**Task statement**
Substitute "Return" for "Provide" throughout the material below, and reproduce every line with no other change.

[Boundary-labeling items]
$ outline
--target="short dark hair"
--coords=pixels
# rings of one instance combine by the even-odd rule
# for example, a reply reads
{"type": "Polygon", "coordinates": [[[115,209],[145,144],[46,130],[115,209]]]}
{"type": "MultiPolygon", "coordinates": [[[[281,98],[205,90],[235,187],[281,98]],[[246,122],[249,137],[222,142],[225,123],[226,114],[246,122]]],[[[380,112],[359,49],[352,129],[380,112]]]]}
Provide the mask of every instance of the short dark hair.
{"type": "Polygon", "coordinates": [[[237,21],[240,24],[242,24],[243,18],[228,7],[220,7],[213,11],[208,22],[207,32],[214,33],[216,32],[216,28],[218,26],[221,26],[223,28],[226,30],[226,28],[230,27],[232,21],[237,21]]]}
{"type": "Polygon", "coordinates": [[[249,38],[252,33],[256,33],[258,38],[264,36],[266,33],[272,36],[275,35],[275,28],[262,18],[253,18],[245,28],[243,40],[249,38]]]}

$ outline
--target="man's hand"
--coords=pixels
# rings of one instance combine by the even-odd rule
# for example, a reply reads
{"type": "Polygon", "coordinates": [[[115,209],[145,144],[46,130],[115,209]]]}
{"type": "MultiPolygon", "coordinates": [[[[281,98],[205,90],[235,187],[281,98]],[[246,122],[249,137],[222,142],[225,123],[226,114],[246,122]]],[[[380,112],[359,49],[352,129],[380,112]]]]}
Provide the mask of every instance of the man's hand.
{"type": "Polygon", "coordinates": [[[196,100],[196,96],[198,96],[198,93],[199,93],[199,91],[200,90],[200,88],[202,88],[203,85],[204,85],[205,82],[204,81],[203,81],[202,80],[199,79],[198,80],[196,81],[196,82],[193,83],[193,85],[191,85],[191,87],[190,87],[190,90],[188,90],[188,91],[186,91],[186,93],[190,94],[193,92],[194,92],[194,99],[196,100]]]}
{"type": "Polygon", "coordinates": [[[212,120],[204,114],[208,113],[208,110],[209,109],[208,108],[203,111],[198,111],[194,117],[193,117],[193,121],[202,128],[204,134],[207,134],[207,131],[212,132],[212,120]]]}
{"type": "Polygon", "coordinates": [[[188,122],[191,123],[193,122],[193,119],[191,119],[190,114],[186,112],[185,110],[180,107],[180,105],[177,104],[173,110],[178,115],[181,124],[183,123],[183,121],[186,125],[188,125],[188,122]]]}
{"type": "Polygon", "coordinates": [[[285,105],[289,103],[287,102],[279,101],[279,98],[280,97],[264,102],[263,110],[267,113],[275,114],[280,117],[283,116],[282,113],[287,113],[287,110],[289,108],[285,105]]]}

**Solution below**
$ outline
--target="short dark hair"
--coords=pixels
# rings of one instance combine by the even-odd rule
# for example, a reply reads
{"type": "Polygon", "coordinates": [[[115,209],[145,144],[46,130],[115,209]]]}
{"type": "MultiPolygon", "coordinates": [[[[281,98],[205,90],[235,187],[281,98]],[[246,122],[249,137],[222,142],[225,123],[226,114],[246,122]]],[[[380,112],[359,49],[352,129],[380,112]]]]}
Return the mask of every instance of the short dark hair.
{"type": "Polygon", "coordinates": [[[237,21],[240,24],[242,24],[243,18],[228,7],[220,7],[213,11],[208,22],[207,32],[214,33],[216,32],[216,28],[218,26],[221,26],[223,28],[226,30],[226,28],[230,27],[232,21],[237,21]]]}
{"type": "Polygon", "coordinates": [[[249,38],[252,33],[256,33],[258,38],[264,36],[266,33],[272,36],[275,35],[275,28],[262,18],[253,18],[245,28],[243,40],[249,38]]]}

$ outline
--target="man's hand"
--coords=pixels
# rings of one instance combine by the even-odd rule
# for example, a reply reads
{"type": "Polygon", "coordinates": [[[115,209],[145,144],[46,130],[115,209]]]}
{"type": "MultiPolygon", "coordinates": [[[[281,98],[205,90],[235,187],[281,98]],[[246,122],[249,137],[222,142],[225,123],[226,114],[246,122]]],[[[380,112],[359,49],[352,129],[380,112]]]]}
Return the mask of every instance of the man's hand.
{"type": "Polygon", "coordinates": [[[196,100],[196,96],[198,96],[198,93],[199,93],[199,91],[200,90],[200,88],[202,88],[203,85],[204,85],[205,82],[204,81],[203,81],[202,80],[199,79],[198,80],[196,81],[196,82],[193,83],[193,85],[191,85],[191,87],[190,87],[190,90],[188,90],[188,91],[186,91],[186,93],[190,94],[193,92],[194,92],[194,99],[196,100]]]}
{"type": "Polygon", "coordinates": [[[212,120],[204,114],[208,113],[208,110],[209,109],[208,108],[203,111],[198,111],[194,117],[193,117],[193,121],[202,128],[204,134],[207,134],[207,131],[212,132],[212,120]]]}
{"type": "Polygon", "coordinates": [[[188,122],[191,123],[193,122],[193,119],[191,119],[190,114],[186,112],[185,110],[180,107],[180,105],[177,104],[173,110],[178,115],[181,124],[183,123],[183,121],[186,125],[188,125],[188,122]]]}
{"type": "Polygon", "coordinates": [[[285,105],[289,103],[287,102],[279,101],[279,98],[280,97],[264,102],[263,110],[267,113],[275,114],[280,117],[283,116],[282,113],[287,113],[287,110],[289,108],[285,105]]]}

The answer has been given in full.